ASSIGNMENT 1 =>
List every place named in the article on promoting growth to protect security below.
ASSIGNMENT 2 =>
Quote the passage of the article on promoting growth to protect security between "Prior to September" and "all eight cylinders.", inclusive.

Promoting Growth to Protect Security

Report Taxes

Promoting Growth to Protect Security

September 25, 2001 6 min read
Daniel Mitchell
Former McKenna Senior Fellow in Political Economy
Daniel is a former McKenna Senior Fellow in Political Economy.

Prior to September 11, America's economy was stagnant. The economic slowdown, which had begun in the middle of 2000, was perilously close to becoming a recession. But the events two weeks ago in New York City and at the Pentagon changed a cause for concern into a threat to national security.

The terrorist attacks destroyed a significant amount of wealth and damaged the short-term productive capacity of key sectors of America's economy. Recovering from these despicable assaults will be a tremendous ordeal, but that challenge is only part of the problem. Equally important is the need to restore the economy's overall performance. If America is to wage war on terrorism, the nation will need the resources that can be generated only by an economy firing on all eight cylinders.

EXTRACTED MATERIAL =>

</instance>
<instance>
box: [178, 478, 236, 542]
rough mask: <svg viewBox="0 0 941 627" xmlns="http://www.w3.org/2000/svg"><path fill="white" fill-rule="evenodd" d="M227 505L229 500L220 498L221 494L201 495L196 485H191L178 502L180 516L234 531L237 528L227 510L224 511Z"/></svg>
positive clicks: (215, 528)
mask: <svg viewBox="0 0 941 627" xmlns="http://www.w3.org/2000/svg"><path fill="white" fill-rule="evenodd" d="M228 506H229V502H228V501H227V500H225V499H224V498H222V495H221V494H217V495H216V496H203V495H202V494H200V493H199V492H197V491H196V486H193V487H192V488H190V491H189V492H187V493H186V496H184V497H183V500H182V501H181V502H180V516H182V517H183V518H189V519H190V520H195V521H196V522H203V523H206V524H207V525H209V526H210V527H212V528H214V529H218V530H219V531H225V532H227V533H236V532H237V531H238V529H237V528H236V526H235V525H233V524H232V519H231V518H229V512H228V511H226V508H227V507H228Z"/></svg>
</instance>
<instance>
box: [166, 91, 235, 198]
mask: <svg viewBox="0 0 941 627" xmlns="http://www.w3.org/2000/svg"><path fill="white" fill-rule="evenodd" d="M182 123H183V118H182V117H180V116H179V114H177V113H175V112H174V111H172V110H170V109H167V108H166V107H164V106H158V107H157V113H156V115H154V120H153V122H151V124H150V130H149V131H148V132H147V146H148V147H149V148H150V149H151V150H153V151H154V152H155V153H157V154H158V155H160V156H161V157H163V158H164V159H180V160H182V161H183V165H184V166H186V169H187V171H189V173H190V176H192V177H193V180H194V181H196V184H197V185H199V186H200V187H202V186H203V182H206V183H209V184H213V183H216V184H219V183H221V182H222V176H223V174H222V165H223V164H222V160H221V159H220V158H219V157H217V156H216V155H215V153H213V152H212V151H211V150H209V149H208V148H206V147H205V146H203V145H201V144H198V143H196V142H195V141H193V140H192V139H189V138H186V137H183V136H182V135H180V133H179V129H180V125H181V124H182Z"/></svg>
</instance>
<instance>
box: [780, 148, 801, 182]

YOUR RESPONSE 1 =>
America, New York City, the Pentagon

YOUR RESPONSE 2 =>
Prior to September 11, America's economy was stagnant. The economic slowdown, which had begun in the middle of 2000, was perilously close to becoming a recession. But the events two weeks ago in New York City and at the Pentagon changed a cause for concern into a threat to national security.

The terrorist attacks destroyed a significant amount of wealth and damaged the short-term productive capacity of key sectors of America's economy. Recovering from these despicable assaults will be a tremendous ordeal, but that challenge is only part of the problem. Equally important is the need to restore the economy's overall performance. If America is to wage war on terrorism, the nation will need the resources that can be generated only by an economy firing on all eight cylinders.